> Work to do: Write out each entry again. Keep every word exactly as it is.

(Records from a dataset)
○ ○ ○ ○

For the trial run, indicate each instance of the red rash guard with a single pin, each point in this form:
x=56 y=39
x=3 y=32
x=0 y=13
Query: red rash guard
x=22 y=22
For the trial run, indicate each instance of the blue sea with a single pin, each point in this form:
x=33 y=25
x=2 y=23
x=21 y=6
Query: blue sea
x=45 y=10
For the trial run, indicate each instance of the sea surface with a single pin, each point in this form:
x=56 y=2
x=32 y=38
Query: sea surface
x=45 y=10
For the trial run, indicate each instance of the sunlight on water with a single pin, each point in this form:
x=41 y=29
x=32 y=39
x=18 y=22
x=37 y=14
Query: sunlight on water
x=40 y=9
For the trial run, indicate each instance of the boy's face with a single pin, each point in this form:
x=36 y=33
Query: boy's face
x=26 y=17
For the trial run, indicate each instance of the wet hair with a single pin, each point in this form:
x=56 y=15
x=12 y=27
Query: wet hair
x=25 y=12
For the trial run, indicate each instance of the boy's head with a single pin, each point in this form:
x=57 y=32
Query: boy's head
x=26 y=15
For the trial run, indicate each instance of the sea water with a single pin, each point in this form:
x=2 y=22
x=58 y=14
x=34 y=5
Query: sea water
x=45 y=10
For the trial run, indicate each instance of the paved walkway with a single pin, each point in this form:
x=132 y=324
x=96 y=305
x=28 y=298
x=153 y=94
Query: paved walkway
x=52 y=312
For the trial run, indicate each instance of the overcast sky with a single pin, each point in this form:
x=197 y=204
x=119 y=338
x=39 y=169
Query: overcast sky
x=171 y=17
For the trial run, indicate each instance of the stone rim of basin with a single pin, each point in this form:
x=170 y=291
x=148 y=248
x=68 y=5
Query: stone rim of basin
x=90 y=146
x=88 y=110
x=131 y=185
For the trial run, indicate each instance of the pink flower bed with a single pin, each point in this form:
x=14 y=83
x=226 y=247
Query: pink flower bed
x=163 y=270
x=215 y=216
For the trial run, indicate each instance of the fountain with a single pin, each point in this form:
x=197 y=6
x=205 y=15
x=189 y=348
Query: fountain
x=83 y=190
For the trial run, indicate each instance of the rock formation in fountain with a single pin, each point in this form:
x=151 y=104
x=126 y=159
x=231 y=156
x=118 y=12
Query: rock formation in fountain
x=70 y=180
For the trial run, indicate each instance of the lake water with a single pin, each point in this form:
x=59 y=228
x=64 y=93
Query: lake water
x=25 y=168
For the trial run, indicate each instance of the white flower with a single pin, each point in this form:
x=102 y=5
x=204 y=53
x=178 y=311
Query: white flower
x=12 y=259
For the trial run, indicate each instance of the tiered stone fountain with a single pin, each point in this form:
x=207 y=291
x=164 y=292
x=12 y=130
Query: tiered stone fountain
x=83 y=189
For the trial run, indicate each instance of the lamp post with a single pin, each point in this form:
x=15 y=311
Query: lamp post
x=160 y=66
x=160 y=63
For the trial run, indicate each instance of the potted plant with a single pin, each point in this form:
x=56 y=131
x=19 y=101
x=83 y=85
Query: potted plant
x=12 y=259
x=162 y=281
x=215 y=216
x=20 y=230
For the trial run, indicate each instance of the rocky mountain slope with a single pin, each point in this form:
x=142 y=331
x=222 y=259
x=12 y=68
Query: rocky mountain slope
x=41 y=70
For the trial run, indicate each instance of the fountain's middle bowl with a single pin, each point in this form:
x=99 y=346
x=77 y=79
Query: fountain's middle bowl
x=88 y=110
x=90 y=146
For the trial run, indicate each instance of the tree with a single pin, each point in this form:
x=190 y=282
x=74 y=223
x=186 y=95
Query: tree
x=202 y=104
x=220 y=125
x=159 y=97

○ ○ ○ ○

> The completed task:
For the trial run, indicate each instance of the red rash guard with a single pin, each point in this form:
x=56 y=39
x=3 y=32
x=0 y=13
Query: red rash guard
x=22 y=22
For the trial run, indicate each instance of the blue sea with a single pin, each point in this form:
x=33 y=25
x=2 y=23
x=21 y=6
Query: blue sea
x=45 y=10
For the trial run, indicate each instance of the sea surface with a single pin, each point in this form:
x=56 y=2
x=32 y=38
Query: sea surface
x=45 y=10
For the trial run, indicate each instance of the sunlight on water with a single pin, each point in this form:
x=41 y=29
x=32 y=39
x=18 y=22
x=37 y=14
Query: sunlight on water
x=40 y=9
For the trial run, indicate each instance of the boy's face with a single pin, each point in this form:
x=36 y=33
Query: boy's face
x=26 y=17
For the trial run, indicate each instance of the wet hair with a single pin, each point in this form:
x=56 y=15
x=12 y=27
Query: wet hair
x=25 y=12
For the trial run, indicate each instance of the boy's head with a single pin, each point in this form:
x=57 y=32
Query: boy's head
x=26 y=15
For the trial run, indicate each instance of the sea water with a single pin, each point in this form:
x=2 y=22
x=58 y=14
x=34 y=5
Query: sea water
x=45 y=10
For the trial run, indicate each instance of the paved walkway with a single pin, each point in this form:
x=132 y=324
x=96 y=305
x=28 y=298
x=153 y=94
Query: paved walkway
x=52 y=312
For the trial run, indicate each instance of the overcast sky with a single pin, each point in this form:
x=197 y=204
x=119 y=338
x=39 y=169
Query: overcast sky
x=171 y=17
For the trial run, indicate each instance of the stone rim of basin with a single pin, each point in this form:
x=170 y=291
x=148 y=248
x=68 y=5
Query: stone rim of basin
x=90 y=146
x=88 y=110
x=131 y=185
For the trial run, indicate each instance of the pink flower bed with a single pin, each point in this form:
x=14 y=83
x=226 y=247
Query: pink flower bed
x=163 y=270
x=215 y=216
For the trial run, indicate each instance of the fountain with a single pin, each point in this form:
x=197 y=6
x=205 y=15
x=189 y=348
Query: fountain
x=83 y=190
For the trial run, indicate each instance of the rock formation in fountain with a single pin, each point in this form:
x=151 y=104
x=126 y=159
x=231 y=156
x=118 y=12
Query: rock formation in fountain
x=70 y=180
For the trial run, indicate each instance of the lake water with a single pin, each point in this form:
x=59 y=228
x=64 y=93
Query: lake water
x=25 y=168
For the trial run, indicate each instance of the white flower with a single pin, each point in this form:
x=102 y=5
x=204 y=53
x=178 y=311
Query: white flower
x=12 y=259
For the trial run, indicate each instance of the tiered stone fountain with a single pin, each point in this form:
x=207 y=291
x=164 y=292
x=12 y=130
Query: tiered stone fountain
x=83 y=189
For the trial run, indicate each instance of the lamp post with a single pin, each point in this form:
x=15 y=311
Query: lamp post
x=160 y=66
x=160 y=63
For the trial run, indicate each instance of the potted plant with a single pin, each point in this form:
x=56 y=131
x=19 y=101
x=83 y=85
Query: potted plant
x=12 y=259
x=162 y=281
x=215 y=216
x=20 y=230
For the trial run, indicate each instance of the rocky mountain slope with a single pin, each point in this form:
x=142 y=331
x=222 y=259
x=12 y=68
Query: rocky mountain slope
x=41 y=70
For the trial run, indicate each instance of the fountain's middle bowl with a single pin, each point in this form:
x=99 y=346
x=77 y=79
Query: fountain's middle bowl
x=88 y=110
x=90 y=146
For the trial run, indicate each instance of the tree with a single pin, each point in this form:
x=190 y=282
x=74 y=223
x=186 y=95
Query: tree
x=202 y=104
x=220 y=125
x=159 y=97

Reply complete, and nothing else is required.